Exercise instructions
Please lay out the lines below as a JSON list of strings, one string per line and with blank lines left out, covering only those from the line holding "Reviewer note: every instance of the book" through the final line, inclusive.

Dataset excerpts
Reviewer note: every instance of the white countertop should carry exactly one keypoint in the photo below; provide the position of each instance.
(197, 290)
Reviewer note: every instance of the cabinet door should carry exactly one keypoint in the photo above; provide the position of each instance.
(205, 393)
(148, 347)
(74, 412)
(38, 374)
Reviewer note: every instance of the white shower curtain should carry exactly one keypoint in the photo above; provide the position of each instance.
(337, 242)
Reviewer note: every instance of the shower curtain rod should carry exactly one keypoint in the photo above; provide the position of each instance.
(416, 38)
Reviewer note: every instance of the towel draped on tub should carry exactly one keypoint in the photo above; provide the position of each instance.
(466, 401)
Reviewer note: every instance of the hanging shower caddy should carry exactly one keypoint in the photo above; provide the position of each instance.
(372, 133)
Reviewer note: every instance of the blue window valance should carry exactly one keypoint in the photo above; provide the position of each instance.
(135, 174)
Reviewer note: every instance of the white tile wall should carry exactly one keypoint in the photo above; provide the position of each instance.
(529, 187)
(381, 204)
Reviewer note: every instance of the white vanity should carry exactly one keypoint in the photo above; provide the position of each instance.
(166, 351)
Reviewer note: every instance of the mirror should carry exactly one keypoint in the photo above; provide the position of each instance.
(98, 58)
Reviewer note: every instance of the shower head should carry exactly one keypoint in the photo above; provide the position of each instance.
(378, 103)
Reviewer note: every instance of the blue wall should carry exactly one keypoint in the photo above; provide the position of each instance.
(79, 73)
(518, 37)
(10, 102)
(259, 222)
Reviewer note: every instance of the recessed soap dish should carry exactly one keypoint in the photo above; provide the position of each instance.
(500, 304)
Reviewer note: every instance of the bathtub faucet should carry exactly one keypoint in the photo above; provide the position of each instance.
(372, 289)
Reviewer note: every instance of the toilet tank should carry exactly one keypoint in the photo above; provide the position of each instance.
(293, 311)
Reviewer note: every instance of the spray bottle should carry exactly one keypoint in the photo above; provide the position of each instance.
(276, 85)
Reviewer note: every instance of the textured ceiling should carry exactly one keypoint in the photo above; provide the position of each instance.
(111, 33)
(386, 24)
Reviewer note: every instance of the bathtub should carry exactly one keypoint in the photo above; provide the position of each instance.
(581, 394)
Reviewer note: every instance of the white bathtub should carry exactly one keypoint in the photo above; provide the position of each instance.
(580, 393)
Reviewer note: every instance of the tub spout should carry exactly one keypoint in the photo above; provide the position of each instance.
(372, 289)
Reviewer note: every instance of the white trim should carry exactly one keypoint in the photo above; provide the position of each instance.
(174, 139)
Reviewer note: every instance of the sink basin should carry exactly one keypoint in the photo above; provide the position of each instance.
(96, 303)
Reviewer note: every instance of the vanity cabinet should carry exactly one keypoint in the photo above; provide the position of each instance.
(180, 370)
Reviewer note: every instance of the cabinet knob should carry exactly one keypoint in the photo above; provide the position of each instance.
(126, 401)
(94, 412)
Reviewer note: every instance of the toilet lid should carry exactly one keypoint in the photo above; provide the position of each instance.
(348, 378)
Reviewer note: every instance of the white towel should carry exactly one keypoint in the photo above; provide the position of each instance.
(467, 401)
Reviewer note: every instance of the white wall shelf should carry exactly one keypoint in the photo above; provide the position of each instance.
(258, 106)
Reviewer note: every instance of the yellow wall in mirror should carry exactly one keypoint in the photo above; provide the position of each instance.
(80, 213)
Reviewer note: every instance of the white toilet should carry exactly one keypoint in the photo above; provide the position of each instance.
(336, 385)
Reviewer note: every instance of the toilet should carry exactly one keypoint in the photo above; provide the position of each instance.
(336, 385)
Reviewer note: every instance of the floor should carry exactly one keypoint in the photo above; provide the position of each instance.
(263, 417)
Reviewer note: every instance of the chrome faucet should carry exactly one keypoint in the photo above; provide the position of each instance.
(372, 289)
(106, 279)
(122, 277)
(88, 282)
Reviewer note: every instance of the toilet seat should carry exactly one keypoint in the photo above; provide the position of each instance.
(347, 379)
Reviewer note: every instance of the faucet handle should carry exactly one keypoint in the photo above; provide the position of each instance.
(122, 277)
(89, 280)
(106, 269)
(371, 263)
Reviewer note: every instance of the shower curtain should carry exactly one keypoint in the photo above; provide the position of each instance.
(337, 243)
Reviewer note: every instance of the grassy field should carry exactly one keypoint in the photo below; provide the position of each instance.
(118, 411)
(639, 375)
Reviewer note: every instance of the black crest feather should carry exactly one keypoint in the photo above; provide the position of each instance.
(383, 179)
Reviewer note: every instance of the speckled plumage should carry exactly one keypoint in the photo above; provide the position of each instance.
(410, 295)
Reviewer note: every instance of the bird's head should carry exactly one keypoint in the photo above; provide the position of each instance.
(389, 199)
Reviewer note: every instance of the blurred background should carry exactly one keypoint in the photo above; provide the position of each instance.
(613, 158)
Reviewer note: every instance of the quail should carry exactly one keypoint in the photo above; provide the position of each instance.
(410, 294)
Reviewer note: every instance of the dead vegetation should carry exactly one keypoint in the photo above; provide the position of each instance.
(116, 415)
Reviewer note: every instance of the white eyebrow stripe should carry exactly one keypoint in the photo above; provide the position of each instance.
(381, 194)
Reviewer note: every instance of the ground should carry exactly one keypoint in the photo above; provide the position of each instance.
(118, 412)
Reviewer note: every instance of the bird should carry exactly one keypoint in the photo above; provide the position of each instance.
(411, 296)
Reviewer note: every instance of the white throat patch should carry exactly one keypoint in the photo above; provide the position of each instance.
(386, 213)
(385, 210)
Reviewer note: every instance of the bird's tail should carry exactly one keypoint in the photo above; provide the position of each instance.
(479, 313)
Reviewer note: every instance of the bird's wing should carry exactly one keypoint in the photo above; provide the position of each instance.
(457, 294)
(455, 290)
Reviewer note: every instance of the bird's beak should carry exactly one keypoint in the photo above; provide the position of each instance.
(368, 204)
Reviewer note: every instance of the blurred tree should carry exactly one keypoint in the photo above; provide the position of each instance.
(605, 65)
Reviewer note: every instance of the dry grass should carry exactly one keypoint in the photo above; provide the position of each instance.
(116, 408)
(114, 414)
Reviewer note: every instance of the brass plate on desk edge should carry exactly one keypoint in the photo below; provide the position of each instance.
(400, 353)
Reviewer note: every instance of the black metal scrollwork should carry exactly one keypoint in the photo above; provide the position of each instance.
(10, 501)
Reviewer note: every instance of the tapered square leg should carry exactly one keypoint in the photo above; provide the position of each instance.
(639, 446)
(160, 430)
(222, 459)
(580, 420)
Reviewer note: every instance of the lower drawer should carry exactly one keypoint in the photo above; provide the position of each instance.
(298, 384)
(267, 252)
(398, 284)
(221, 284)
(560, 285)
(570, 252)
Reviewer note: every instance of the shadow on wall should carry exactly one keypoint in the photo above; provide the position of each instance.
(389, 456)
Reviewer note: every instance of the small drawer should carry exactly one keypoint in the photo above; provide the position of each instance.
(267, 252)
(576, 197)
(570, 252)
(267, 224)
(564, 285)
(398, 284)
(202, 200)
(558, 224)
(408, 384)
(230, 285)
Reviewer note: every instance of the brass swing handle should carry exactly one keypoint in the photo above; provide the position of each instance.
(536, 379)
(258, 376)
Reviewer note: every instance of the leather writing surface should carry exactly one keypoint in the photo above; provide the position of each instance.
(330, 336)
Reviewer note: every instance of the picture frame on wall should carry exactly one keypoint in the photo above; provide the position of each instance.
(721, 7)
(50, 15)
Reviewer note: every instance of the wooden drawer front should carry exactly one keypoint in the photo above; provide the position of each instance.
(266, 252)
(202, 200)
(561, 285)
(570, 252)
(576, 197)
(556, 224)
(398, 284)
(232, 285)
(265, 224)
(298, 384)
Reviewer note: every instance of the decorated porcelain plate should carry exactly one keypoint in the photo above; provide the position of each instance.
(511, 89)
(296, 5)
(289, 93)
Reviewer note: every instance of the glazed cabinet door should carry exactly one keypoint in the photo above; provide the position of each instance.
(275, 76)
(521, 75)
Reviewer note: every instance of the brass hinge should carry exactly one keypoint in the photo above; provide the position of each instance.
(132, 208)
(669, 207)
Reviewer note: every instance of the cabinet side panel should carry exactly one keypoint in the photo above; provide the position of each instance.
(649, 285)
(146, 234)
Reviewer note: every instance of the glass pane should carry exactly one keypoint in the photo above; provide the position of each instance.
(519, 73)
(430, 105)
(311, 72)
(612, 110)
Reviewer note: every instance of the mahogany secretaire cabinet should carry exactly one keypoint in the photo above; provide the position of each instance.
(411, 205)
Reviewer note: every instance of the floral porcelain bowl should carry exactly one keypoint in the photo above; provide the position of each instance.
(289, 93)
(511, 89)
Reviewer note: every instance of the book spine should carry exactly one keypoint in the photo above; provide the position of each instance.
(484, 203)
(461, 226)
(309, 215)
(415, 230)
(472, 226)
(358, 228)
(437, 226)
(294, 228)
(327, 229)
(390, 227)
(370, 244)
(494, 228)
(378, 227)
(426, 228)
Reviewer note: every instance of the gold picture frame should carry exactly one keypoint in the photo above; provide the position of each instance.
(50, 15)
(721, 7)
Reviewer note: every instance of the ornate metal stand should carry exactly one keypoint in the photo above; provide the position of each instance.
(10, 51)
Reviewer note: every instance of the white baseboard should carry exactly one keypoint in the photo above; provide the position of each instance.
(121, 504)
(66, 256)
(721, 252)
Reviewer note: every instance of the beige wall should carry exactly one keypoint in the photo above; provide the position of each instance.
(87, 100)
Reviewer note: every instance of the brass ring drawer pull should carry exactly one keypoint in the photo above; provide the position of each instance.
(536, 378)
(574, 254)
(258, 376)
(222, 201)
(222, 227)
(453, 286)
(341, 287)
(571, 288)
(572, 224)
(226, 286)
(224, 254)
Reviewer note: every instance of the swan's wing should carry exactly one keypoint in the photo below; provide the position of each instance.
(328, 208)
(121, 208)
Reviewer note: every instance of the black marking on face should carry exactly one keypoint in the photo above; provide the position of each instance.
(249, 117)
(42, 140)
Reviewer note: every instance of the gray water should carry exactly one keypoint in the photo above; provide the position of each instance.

Task answer
[
  "Reviewer note: every instance of the book spine should carry exactly one keypoint in the photo above; provide the position of each instance.",
  "(484, 203)",
  "(461, 226)",
  "(309, 215)",
  "(415, 230)",
  "(472, 226)",
  "(358, 228)",
  "(437, 226)",
  "(294, 228)",
  "(327, 229)",
  "(390, 227)",
  "(370, 244)",
  "(494, 228)",
  "(378, 227)",
  "(426, 228)",
  "Reviewer note: every instance of the gold picture frame should carry exactly one keypoint in the photo above; provide the position of each instance.",
  "(50, 15)",
  "(721, 7)",
  "Reviewer note: every instance of the ornate metal stand should carry exactly one keypoint in the photo above; provide the position of each instance.",
  "(10, 51)",
  "Reviewer note: every instance of the white baseboard should carry exactly one keypoint in the photo above; provide the position of each instance.",
  "(121, 504)",
  "(66, 256)",
  "(721, 252)",
  "Reviewer note: every instance of the beige wall should carry exactly one keypoint in the photo above; provide the position of each instance.",
  "(87, 100)",
  "Reviewer note: every instance of the brass ring drawer pull should carry exactly one keypoint in the photo above; provide the position of each instance.",
  "(536, 378)",
  "(574, 254)",
  "(258, 376)",
  "(222, 201)",
  "(222, 227)",
  "(453, 286)",
  "(341, 287)",
  "(571, 288)",
  "(572, 224)",
  "(226, 286)",
  "(224, 254)",
  "Reviewer note: every instance of the swan's wing should carry exactly one keypoint in the photo below; provide the position of each instance.",
  "(328, 208)",
  "(121, 208)",
  "Reviewer note: every instance of the black marking on face should carry exactly one keypoint in the photo above; provide the position of each instance.",
  "(249, 117)",
  "(42, 140)",
  "Reviewer note: every instance of the gray water should carry exactly one keypoint in the photo above; provide the position of each instance."
]